*SOURCE EXCERPT*
──────

A revised edition is now available on Amazon; the original is also still on sale (4p more). The synopsis has been amended but no real clues as to the changes made to the content.
 
The daft thing is there probably would have been a few people happy to read his birding exploits if it wasn't for the parts that some people have a problem with! There is plenty of room for books about serious twitching. The books that I have read on the subject have been very engaging.
 
I think a book about twitching in the 80's could have been very entertaining. In the days when going for a bird might involving hitching, sleeping rough and sometimes other adventures that I won't go into here (and for people like me often did). I find it hard to see how lots of stories about getting in a car/ chartering a plane would be terribly interesting. Admittedly I don't twitch much these days, but most of my yarns are from the days when I had almost no money and a, now to me inexplicable, desire to be a 'top lister'.

──────

*ENTRIES SUPPLIED*
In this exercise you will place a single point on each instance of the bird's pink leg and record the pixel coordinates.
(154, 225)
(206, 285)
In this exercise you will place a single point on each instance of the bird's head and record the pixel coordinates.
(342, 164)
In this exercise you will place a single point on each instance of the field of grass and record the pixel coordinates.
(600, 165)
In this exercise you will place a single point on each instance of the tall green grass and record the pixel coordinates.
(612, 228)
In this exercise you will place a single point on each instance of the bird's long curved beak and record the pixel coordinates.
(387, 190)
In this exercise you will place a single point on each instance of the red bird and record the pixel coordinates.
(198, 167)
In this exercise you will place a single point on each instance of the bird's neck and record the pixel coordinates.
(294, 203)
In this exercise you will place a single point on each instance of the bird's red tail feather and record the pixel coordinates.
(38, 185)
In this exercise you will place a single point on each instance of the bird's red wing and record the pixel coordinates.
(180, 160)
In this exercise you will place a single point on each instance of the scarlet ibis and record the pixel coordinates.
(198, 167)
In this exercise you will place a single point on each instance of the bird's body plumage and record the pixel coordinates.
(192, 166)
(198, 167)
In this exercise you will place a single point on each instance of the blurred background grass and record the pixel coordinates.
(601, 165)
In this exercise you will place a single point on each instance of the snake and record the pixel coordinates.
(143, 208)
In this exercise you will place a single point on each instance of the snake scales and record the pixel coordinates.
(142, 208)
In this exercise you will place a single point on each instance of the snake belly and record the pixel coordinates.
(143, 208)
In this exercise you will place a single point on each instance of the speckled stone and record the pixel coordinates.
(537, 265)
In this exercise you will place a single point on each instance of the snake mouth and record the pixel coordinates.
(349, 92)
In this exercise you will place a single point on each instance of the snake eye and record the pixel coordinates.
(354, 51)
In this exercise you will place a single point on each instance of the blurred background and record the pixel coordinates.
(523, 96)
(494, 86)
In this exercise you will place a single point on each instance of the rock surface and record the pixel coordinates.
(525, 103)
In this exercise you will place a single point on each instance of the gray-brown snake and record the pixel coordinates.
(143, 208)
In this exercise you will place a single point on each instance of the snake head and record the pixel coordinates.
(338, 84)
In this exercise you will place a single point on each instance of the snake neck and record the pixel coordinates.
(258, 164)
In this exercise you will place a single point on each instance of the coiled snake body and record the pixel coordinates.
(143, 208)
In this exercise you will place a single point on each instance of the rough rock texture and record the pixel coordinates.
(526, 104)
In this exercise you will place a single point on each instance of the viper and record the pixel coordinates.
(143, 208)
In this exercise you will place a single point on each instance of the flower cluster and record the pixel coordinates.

──────

*COMPLETE THE FOLLOWING*
**A)** Answer these questions about the post on the twitching book:
(i) How much more does the original edition cost than the revised one?
(ii) What three things does the writer say going for a bird in the 80's might involve?
(iii) What desire did the writer have in the days of having almost no money?
**B)** Carry the post about the twitching book forward from its last sentence.

*SOLVED TASKS*
**A)**
(i) 4p more
(ii) Hitching, sleeping rough, and sometimes other adventures
(iii) To be a 'top lister'

**B)**
If anyone produces a well-written one, I am happy to be proved wrong.
 
I have found only two books I recall find entertaining, which were written about twitching (and going for a Big Year) are Ken Kaufman's "Kingbird Highway" and Sean Dooley's "The Big Twitch".
Both well written and enjoyable
 
I have found only two books I recall find entertaining, which were written about twitching (and going for a Big Year) are Ken Kaufman's "Kingbird Highway" and Sean Dooley's "The Big Twitch".
Both well written and enjoyable
Interesting. I agree about The Big Twitch but found Kingbird Highway tedious.

My brother and I have a test for celebrities: do they qualify to be invited to the pub for an evening? For me, Dooley yes, Kaufman absolutely not. (Bagnell never in a million years!)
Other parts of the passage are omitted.